## Problem statement
Provide only the number of lines in the listing that contain the string "front".

************

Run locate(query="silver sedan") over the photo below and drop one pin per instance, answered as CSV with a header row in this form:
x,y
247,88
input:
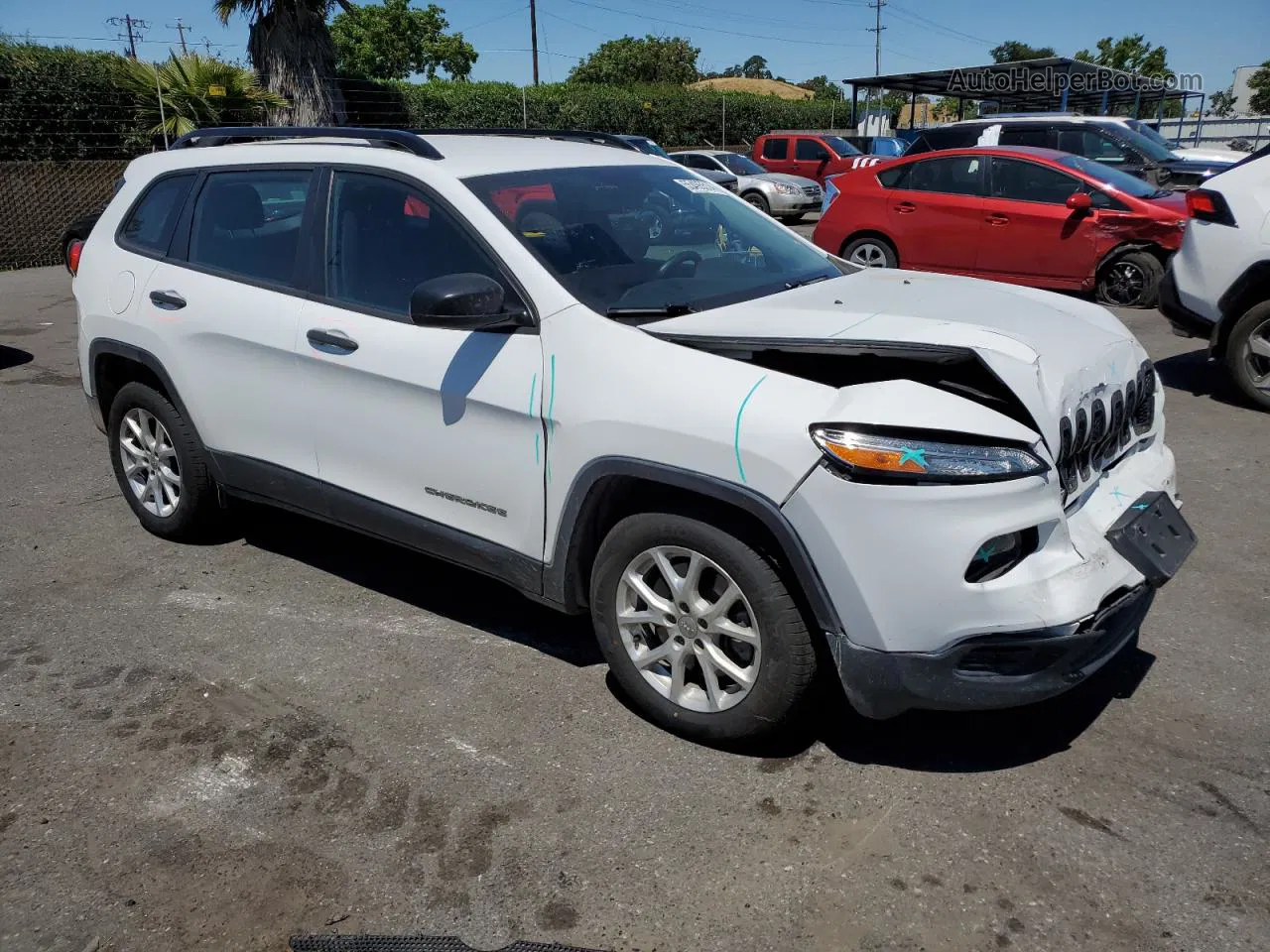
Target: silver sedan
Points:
x,y
786,197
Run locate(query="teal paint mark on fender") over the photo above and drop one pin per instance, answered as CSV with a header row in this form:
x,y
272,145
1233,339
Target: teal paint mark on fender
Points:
x,y
735,434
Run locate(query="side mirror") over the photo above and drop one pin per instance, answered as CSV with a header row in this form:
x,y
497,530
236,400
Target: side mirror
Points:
x,y
462,301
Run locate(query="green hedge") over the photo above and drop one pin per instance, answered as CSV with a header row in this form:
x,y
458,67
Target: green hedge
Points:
x,y
59,103
62,104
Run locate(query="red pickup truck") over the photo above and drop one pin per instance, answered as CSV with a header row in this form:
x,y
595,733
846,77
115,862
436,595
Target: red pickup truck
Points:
x,y
810,154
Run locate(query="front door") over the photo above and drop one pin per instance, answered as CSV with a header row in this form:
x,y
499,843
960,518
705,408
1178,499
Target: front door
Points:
x,y
418,422
1029,231
935,212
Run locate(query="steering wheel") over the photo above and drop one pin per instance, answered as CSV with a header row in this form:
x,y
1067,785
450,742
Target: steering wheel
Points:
x,y
677,262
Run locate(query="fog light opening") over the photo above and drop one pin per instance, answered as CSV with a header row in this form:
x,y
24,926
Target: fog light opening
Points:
x,y
1001,553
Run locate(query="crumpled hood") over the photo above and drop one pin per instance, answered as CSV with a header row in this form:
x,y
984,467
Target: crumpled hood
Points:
x,y
1053,352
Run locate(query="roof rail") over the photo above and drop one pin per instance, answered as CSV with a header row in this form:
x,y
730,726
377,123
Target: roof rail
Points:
x,y
222,135
599,139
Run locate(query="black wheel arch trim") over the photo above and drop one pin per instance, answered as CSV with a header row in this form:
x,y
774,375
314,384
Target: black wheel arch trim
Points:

************

## Your solution
2